___ Record set ___
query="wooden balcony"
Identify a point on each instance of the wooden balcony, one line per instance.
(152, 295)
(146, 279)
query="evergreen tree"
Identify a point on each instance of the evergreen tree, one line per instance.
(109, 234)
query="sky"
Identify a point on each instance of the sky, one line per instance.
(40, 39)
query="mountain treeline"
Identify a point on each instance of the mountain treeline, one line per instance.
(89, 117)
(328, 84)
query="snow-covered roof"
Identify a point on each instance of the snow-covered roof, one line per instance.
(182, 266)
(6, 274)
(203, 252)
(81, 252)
___
___ Record set ___
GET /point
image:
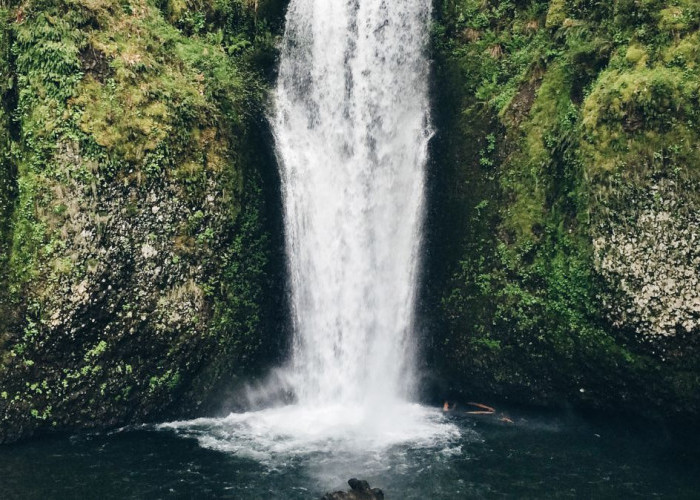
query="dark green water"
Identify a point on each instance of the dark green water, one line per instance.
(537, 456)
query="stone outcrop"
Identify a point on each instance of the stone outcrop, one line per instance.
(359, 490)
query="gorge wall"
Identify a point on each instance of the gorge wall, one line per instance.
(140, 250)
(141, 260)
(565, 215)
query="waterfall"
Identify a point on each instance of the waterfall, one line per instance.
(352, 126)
___
• [Problem to solve] Using the entries above, return each line in which the word "query" occurs.

• [Your solution]
query="wooden balcony"
query="evergreen tree"
query="sky"
query="mountain treeline"
query="snow-covered roof"
query="dark green water"
query="stone outcrop"
query="gorge wall"
query="waterfall"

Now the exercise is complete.